_Text excerpt_:
+-------+
Image source: Getty Images.

While lockdowns are a legitimate reason for a decline in sales, it's not a reason to invest that stock pickers should readily act on. Despite shutdowns, the cannabis industry has fared well, with many states posting record sales numbers in recent months. Colorado sales came in over $200 million in July, the first time it's hit that mark in the summer month. Illinois set a new record in August with almost $64 million in revenue, and Ohio set a record in July with $21 million in medical marijuana sales.

Charlotte's Web's poor numbers could be a sign that people are turning from hemp to marijuana for its higher potency. Hemp is limited to 0.3% tetrahydrocannabinol (THC) content. If the material is comprised of more than 0.3%, it's considered marijuana, and therefore, illegal. THC is the psychoactive component in cannabis. Customers who use Charlotte's Web's hemp-based products do so for medicinal purposes, but plenty of cannabis-users continue to seek products with higher THC levels.

This is a concerning sign for investors. And even before the pandemic, there were growth problems for Charlotte's Web. Although more stores are carrying its products, increased product exposure hasn't translated into revenue growth. Investors noted the issue when the company released its fourth-quarter results, and it still remains a problem. In June, the company announced that it closed the acquisition of hemp company Abacus Health, which would allow it to distribute products in over 21,000 locations. That's up from over 8,000 retail locations as of the end of Q2 last year, when Charlotte's Web's sales topped $25 million. 

Did the company make a big mistake in expanding too soon?

Charlotte's Web incurred a loss of $14.4 million in Q2, down from a profit of $2.2 million in the prior-year period. The glaring difference: A sharp increase in general and administrative costs. At $21.1 million, Charlotte's Web's expenditures in this category alone were nearly as much as its total revenue. Its personnel costs of $9 million are now more than triple the $2.9 million it spent a year ago. Legal and professional services cost $7 million and rose by 122% year over year.

When the company released its third-quarter earnings on Nov. 13, 2019, one of the key announcements was its move into a new 136,610 square feet facility, which would increase capacity by 10 times and result in cost savings by the third quarter of 2020. As of this past quarter, Charlotte's Web stated that it has moved its warehousing and fulfillment operations to the new location but it won't be fully operational until early 2021.
+-------+
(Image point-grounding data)

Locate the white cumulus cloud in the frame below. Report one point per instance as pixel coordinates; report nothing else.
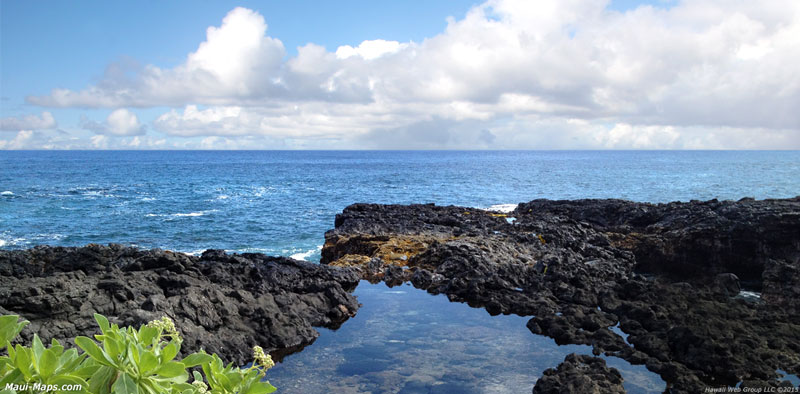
(679, 77)
(120, 122)
(28, 122)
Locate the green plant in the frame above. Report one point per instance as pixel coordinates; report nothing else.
(122, 360)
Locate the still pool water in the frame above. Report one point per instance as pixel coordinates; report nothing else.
(404, 340)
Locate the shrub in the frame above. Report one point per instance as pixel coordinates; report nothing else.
(122, 360)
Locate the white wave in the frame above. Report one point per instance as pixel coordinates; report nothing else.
(180, 215)
(197, 252)
(188, 214)
(305, 255)
(505, 208)
(11, 242)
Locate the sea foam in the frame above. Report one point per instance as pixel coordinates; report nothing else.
(305, 255)
(505, 208)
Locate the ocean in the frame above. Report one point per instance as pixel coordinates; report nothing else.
(282, 202)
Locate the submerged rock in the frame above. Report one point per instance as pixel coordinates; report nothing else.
(221, 303)
(580, 374)
(666, 274)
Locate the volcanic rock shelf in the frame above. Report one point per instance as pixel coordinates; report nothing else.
(222, 303)
(668, 275)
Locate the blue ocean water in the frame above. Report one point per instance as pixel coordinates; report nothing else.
(282, 202)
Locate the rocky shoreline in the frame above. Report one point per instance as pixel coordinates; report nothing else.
(667, 275)
(655, 284)
(222, 303)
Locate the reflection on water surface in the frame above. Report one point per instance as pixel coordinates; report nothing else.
(404, 340)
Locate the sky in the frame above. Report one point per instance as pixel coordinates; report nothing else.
(445, 74)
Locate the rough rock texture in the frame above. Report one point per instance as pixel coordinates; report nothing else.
(580, 374)
(223, 303)
(665, 274)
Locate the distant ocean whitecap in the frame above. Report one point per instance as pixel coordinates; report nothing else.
(505, 208)
(188, 214)
(305, 255)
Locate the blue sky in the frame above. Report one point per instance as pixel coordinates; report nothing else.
(416, 74)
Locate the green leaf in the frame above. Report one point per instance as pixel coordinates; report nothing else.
(112, 348)
(102, 322)
(61, 380)
(148, 362)
(171, 369)
(169, 352)
(147, 335)
(125, 384)
(196, 359)
(14, 376)
(47, 363)
(93, 350)
(70, 360)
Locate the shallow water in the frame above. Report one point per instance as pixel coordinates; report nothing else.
(404, 340)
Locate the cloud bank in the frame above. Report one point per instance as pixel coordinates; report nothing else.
(509, 74)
+-------+
_Work instruction A_:
In the Charlotte's Web text, what were the company's personnel costs in Q2?
_Work instruction B_:
Continue the text about Charlotte's Web after its final sentence.

_Exercise answer A_:
$9 million.

_Exercise answer B_:
But with all of that expected growth and expansion comes more staff. This past quarter, Charlotte's Web reported a headcount of 318 -- up 42.6% from the 223 people it employed in the same period last year.

In its earnings release, the company did say that management was "initiating an expense optimization program targeting a 10% reduction in consolidated expense run rate by the end of 2020." However, that may not be nearly enough to get the company back to breakeven -- certainly not if sales continue to struggle.

In retrospect, the company's rapid expansion and focus on growth may prove to be its undoing, as its losses are undoubtedly keeping many investors away.

Why you shouldn't invest in Charlotte's Web today

If a company isn't generating sales growth amid the pandemic, it should be tearing down costs wherever it can. With the company's bloated headcount, a 10% reduction in costs isn't going to accomplish much. The company's general and admin costs shouldn't be anywhere near its total revenue. Until Charlotte's Web makes some serious, deep cuts, investors should stay far away from this stock.

More and more companies are getting into the U.S. hemp market, with Canopy Growth, Tilray, and Aurora Cannabis among some of the big-name competition that Charlotte's Web will have to fend off -- and that's just from Canada. The field is going to get even more crowded, making market capture even more difficult in the future. If Charlotte's Web can no longer turn a profit at around $20 million in revenue, then there's little hope that future periods will be any better. 

Unfortunately, this once safe cannabis stock is no longer a conservative bet. Until the company gets its expenses significantly down, investors should expect shares of Charlotte's Web to continue declining.